**Provided text:**
= = = = = = =

- Genre: Family drama
- Written by: Amna Mufti
- Directed by: Mohsin Mirza
- Starring: Sunita Marshall; Abid Ali; Faizan Khawaja; Rahma Ali; Anum Fayyaz; Mehmood Akhtar; Gul-e-Rana; Sana Askari; Asad Siddiqui; Rizwan Ali Jaffri;
- Country of origin: Pakistan
- Original language: Urdu
- No. of episodes: 21

Production
- Production location: Pakistan
- Running time: Approx 40 Minutes
- Production company: A&B Entertainment

Original release
- Network: Geo Entertainment
- Release: 12 March – 19 November 2014

= Rukhsati (TV series) =

Pakistani television series

Rukhsati was a 2014 Pakistani drama serial directed by Mohsin Mirza, produced by A&B Entertainment, and written by Amna Mufti. The drama was first aired on 12 March 2014 on Geo Entertainment, where it aired every Wednesday at 8:00 P.M. The story revolves around a young woman, Maleeha, whose life goals are destroyed after her marriage to an older man.

= = = = = = =

**Supplied records:**
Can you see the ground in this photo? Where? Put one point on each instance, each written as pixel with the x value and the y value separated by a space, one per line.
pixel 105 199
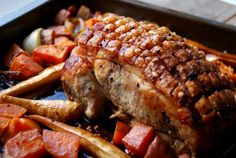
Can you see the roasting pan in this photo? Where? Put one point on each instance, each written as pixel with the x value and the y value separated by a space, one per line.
pixel 15 26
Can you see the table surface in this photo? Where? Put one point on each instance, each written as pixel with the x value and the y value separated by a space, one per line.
pixel 220 10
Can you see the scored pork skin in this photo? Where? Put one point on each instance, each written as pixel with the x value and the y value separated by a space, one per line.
pixel 150 72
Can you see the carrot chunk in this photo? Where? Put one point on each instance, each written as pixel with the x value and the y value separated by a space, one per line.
pixel 26 66
pixel 90 22
pixel 18 125
pixel 4 122
pixel 13 52
pixel 48 36
pixel 61 16
pixel 120 131
pixel 61 144
pixel 159 148
pixel 27 144
pixel 11 110
pixel 51 54
pixel 138 139
pixel 64 41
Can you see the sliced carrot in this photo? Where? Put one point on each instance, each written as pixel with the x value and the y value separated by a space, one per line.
pixel 52 54
pixel 27 144
pixel 4 122
pixel 120 131
pixel 48 36
pixel 64 41
pixel 90 22
pixel 61 144
pixel 159 148
pixel 13 51
pixel 61 16
pixel 11 110
pixel 18 125
pixel 138 139
pixel 26 66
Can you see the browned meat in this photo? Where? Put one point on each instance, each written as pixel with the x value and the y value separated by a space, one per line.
pixel 153 75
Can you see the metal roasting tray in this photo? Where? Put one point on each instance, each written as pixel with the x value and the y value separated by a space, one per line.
pixel 15 26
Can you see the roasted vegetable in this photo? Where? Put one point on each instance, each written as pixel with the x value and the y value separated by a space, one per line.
pixel 95 145
pixel 4 122
pixel 52 54
pixel 32 40
pixel 26 66
pixel 60 110
pixel 138 139
pixel 27 144
pixel 17 125
pixel 49 75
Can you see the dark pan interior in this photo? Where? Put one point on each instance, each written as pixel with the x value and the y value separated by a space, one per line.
pixel 213 34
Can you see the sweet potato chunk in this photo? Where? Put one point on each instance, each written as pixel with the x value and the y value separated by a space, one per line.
pixel 4 122
pixel 27 144
pixel 138 139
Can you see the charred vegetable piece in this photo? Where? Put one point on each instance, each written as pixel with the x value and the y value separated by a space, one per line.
pixel 52 54
pixel 61 16
pixel 60 110
pixel 120 131
pixel 27 144
pixel 61 144
pixel 49 75
pixel 90 22
pixel 159 148
pixel 13 52
pixel 64 41
pixel 11 110
pixel 72 9
pixel 32 40
pixel 84 12
pixel 93 144
pixel 48 36
pixel 26 66
pixel 138 139
pixel 4 122
pixel 17 125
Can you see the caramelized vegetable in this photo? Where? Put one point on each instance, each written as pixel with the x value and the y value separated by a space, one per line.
pixel 11 110
pixel 95 145
pixel 61 144
pixel 33 40
pixel 52 54
pixel 27 144
pixel 48 36
pixel 4 122
pixel 26 66
pixel 49 75
pixel 120 131
pixel 60 110
pixel 61 16
pixel 64 41
pixel 138 139
pixel 17 125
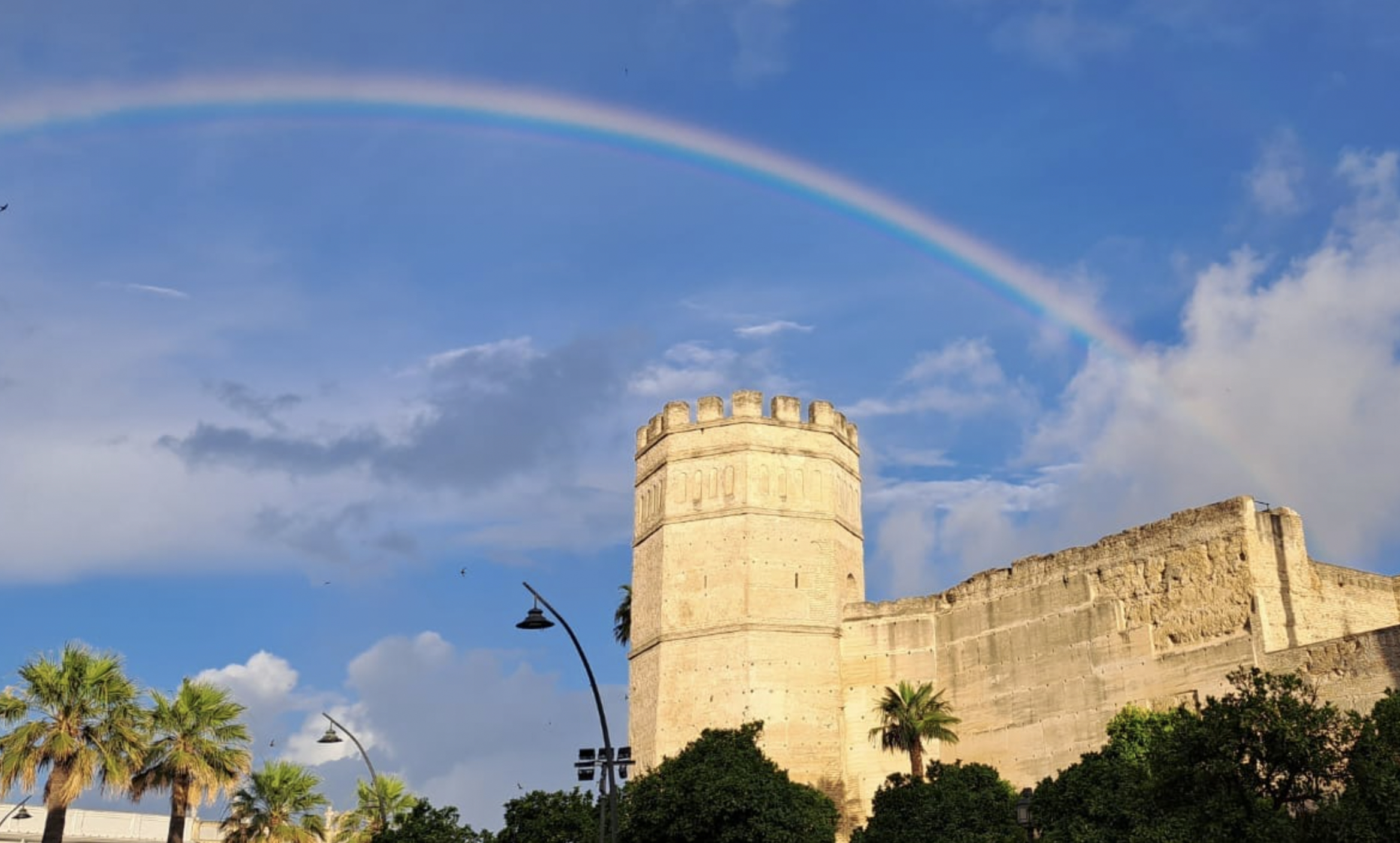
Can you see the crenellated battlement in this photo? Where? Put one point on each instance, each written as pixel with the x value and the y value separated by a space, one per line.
pixel 747 408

= = = = = = =

**Written request:**
Please answer these from the Rukhsati text:
(a) How many episodes does the series have?
(b) Which production company made it?
(c) On what day and at what time did it air each week?

**The output:**
(a) 21
(b) A&B Entertainment
(c) Every Wednesday at 8:00 P.M.